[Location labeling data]
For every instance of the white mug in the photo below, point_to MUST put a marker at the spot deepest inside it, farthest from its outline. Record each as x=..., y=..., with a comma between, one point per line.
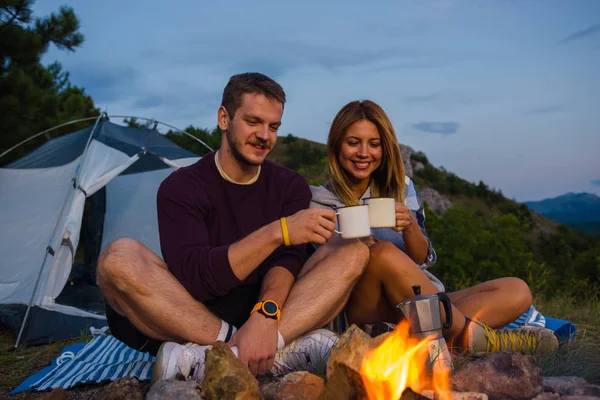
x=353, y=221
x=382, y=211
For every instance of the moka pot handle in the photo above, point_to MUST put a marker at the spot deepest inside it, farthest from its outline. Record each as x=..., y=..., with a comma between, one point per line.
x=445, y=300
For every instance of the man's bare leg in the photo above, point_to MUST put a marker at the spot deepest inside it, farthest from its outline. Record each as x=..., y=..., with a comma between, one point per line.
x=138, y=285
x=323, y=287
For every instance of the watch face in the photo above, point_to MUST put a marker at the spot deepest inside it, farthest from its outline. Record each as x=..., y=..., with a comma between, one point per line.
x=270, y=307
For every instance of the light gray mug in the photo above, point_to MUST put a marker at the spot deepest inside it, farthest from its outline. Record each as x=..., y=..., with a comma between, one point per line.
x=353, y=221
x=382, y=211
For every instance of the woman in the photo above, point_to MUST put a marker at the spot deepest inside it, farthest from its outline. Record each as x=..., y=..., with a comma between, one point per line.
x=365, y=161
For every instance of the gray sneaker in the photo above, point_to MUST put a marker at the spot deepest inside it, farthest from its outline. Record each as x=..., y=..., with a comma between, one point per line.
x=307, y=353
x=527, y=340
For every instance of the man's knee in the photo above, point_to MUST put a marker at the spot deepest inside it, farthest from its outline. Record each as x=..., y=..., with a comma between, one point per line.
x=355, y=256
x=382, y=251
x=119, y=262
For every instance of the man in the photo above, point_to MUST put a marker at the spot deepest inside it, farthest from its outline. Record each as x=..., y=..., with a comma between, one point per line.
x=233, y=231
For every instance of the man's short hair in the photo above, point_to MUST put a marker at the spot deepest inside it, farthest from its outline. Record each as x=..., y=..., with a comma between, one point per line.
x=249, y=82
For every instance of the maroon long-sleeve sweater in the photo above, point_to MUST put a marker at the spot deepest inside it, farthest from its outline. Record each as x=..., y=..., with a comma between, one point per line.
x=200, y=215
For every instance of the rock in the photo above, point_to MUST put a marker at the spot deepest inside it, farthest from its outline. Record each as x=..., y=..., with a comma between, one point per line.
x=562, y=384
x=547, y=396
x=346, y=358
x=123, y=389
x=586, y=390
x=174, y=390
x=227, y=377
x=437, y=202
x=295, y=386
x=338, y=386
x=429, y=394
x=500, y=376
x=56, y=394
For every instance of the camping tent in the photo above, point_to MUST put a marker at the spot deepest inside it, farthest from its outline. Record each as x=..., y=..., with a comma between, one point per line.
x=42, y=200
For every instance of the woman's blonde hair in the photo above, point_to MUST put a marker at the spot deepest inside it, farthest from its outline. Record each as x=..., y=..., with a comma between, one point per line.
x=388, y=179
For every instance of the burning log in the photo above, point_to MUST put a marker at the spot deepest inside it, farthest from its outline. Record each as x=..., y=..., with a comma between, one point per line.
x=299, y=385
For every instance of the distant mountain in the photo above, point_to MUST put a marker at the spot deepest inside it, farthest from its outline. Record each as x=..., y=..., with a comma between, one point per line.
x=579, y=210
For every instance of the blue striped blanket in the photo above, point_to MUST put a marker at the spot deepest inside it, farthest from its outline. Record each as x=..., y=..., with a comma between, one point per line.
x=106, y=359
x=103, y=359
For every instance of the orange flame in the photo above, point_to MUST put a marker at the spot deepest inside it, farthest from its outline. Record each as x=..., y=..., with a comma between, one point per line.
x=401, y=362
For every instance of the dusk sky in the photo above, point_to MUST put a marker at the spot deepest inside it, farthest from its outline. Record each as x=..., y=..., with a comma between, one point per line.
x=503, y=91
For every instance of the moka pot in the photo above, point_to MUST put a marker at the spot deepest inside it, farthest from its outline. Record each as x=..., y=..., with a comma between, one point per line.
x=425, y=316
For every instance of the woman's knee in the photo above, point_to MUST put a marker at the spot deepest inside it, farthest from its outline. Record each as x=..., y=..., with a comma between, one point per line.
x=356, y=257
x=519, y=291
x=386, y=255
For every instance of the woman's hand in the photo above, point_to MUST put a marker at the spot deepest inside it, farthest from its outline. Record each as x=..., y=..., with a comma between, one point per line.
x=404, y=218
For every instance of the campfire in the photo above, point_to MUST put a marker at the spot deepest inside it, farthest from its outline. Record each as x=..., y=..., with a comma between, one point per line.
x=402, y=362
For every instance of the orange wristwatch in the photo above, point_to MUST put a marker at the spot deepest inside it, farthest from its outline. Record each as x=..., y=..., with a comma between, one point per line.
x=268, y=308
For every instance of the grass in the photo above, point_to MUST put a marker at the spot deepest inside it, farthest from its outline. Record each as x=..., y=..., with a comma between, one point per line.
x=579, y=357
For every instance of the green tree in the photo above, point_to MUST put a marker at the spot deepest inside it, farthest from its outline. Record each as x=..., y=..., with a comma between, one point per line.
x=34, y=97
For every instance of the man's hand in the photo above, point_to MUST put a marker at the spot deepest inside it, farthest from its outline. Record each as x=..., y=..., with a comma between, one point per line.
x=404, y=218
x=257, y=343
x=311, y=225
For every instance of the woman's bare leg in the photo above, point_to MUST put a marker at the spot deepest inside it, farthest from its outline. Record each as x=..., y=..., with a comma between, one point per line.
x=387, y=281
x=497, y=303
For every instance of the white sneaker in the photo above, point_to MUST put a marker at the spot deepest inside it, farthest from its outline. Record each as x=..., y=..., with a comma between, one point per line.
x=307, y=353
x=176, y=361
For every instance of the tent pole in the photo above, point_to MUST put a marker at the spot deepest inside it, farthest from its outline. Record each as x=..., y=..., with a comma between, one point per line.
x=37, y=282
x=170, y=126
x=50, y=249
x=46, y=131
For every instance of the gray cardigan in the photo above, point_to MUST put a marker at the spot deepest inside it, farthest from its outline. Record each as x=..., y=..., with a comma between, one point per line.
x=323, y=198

## What to do:
Copy all of the data above word for word, omitting the pictures.

## Answer below:
For every instance of the white mug in the photo below, point_to MUST put a marker at the spot deepest inside it, farthest from its outline. Record each as x=..., y=..., with a comma between, one point per line.
x=353, y=221
x=382, y=211
For every instance of the moka pot handle in the photo above, point_to MUST put a marker at the spot deepest inside it, farthest from its outline. Record each as x=..., y=..., with a comma between, one point per line.
x=445, y=300
For every instance of the man's bare leg in the photo above, point_to MUST put a marker at the spot deepest inside it, farthest from its outline. Record each as x=..., y=..., with a comma between, one point per line.
x=138, y=285
x=323, y=287
For every instance of the watch face in the photo above, point_to MUST put a marker at the spot deepest inside it, farthest from its outline. Record each as x=..., y=..., with a comma between, one point per line.
x=270, y=307
For every instance of the light gray mug in the photo above, point_to MUST put a marker at the spot deepest inside it, farthest from its outline. Record each as x=..., y=..., with a comma between, one point per line.
x=353, y=221
x=382, y=211
For every instance of the woman in the photo above, point_to MUST put a marker at the spot deepest inside it, farthest from its outline. Record each as x=..., y=..., with a comma between, one point per line.
x=365, y=161
For every instance of the gray sneaker in the photo above, point_to MUST put a marker at the spot deepest inside it, farthest from its outline. Record each as x=..., y=..., with a comma between, one point per line.
x=307, y=353
x=527, y=340
For every instance of the man's knee in the photo above, point_to MUST put a marker at the spot deepest inside it, farthest from its outline. Record each as x=..., y=..., with a comma between, one point per line.
x=355, y=256
x=382, y=251
x=119, y=262
For every instance of the man in the photo above, point_to MUST put a marker at the spot deepest inside it, farthest from its outline. Record each as x=..., y=..., with a comma between, one point per line.
x=233, y=231
For every instance of the man's short hair in the photo above, point_to MUST put a marker at the spot deepest inside it, farthest from its outline. Record each as x=..., y=..., with a comma between, one point per line.
x=249, y=82
For every instance of the maroon long-sleeve sweater in the photo above, point_to MUST put a marker at the spot deepest inside it, farthest from its outline. Record each as x=..., y=..., with a comma between, one point per line.
x=200, y=215
For every instance of the rock in the photo above, point_to MUST put a marker at the spot deepest inside it, farthest from its outline. Record each as x=..., y=..., with a comma between, one point per line.
x=562, y=384
x=547, y=396
x=346, y=358
x=123, y=389
x=586, y=390
x=174, y=390
x=227, y=377
x=437, y=202
x=295, y=386
x=338, y=386
x=429, y=394
x=500, y=376
x=56, y=394
For every instance of the camping tent in the photo above, point_to MUST put a marker at the spot deepest inside it, farthest from its outline. Record each as x=..., y=..., with a comma between, one point per line.
x=42, y=200
For every instance of the woman's blonde hair in the photo above, point_to MUST put a marker at the spot deepest inside it, farthest from its outline. Record each as x=..., y=..., with a comma between, one point per line.
x=388, y=179
For every instance of the burning log in the photo above, point_to MUST put a marker at the spot deepest inside it, farthest from its outline. Record each as x=..., y=..., with a comma between, one point per line.
x=299, y=385
For every instance of the distant mountain in the photo above, point_to MUST put a marker at the spot deepest inside it, farthest from its outline. Record each as x=..., y=..., with a comma between, one point per line.
x=579, y=210
For every instance of the blue striped blanket in the photo above, point_to MUST put a marker at the spot deepest inside it, farthest from its outline. Record each as x=..., y=..., with a comma between, one point per line.
x=106, y=359
x=103, y=359
For every instance of the orange flame in the photo above, point_to MUST put a marker at the spot deepest inside it, farthest from its outline. Record each as x=..., y=..., with a comma between, one point per line.
x=401, y=362
For every instance of the dusk sky in the photo above, point_to MUST put a marker at the spot deepest inside it, farthest from its outline. Record each as x=..., y=..., with a comma between, one point per line.
x=503, y=91
For every instance of the moka pot in the photo above, point_to MUST put a marker at the spot deepest inside it, farthest from its outline. Record each as x=..., y=..., with a comma between, one point per line.
x=425, y=316
For every instance of the woman's knee in the photo above, point_to MUST put a marker at the spot deepest inside it, farthest from its outline. Record each as x=..., y=..., with a comma between, one point per line.
x=356, y=257
x=519, y=291
x=386, y=255
For every instance of the woman's hand in the photo above, point_to MUST put a marker at the spot deepest inside it, farthest from its outline. Record each as x=..., y=..., with a comma between, one point per line.
x=404, y=218
For every instance of the campfire in the photo above, point_to MUST put a marker at the spot deepest inside it, farthest from its outline. Record each as x=..., y=..., with a comma between, one point per line.
x=402, y=362
For every instance of the orange wristwatch in the photo above, point_to MUST put a marker at the spot deepest inside it, farthest from its outline. Record each as x=..., y=..., with a comma between, one point per line.
x=268, y=308
For every instance of the grass in the photo above, point_to MUST put a marker at the spot deepest inside it, farthest from its outline. Record each as x=..., y=..., with a comma between, one point per line.
x=579, y=357
For every instance of the green tree in the photo above, point_to MUST put a marker at the spot deepest inside it, farthest from its outline. Record each as x=..., y=..., with a comma between, one point per line.
x=34, y=97
For every instance of the man's hand in the photo above, point_to MUST put a marker at the spot deepest inside it, farthest from its outline. Record each as x=..., y=..., with a comma between, one point per line.
x=404, y=218
x=257, y=343
x=311, y=225
For every instance of the woman's bare leg in the photo above, point_to MUST put a marker at the spot deepest inside it, farthest from its outline. Record each as x=..., y=..., with a comma between, one point per line.
x=387, y=281
x=497, y=303
For every instance of the white sneaker in the photo above, point_to MUST put a marker at the spot deepest inside it, farthest from its outline. Record each as x=..., y=..., with a comma between, one point per line.
x=307, y=353
x=176, y=361
For every instance of the tent pole in the photo above, point_to MUST put a marker at the spot deepest inside it, farthest from its outline. Record each as x=..., y=..., with a comma between, one point per line.
x=37, y=282
x=170, y=126
x=50, y=249
x=46, y=131
For every instance of the gray cardigan in the photo above, point_to MUST put a marker at the spot deepest inside it, farthest from its outline. Record each as x=..., y=..., with a comma between, one point per line.
x=323, y=198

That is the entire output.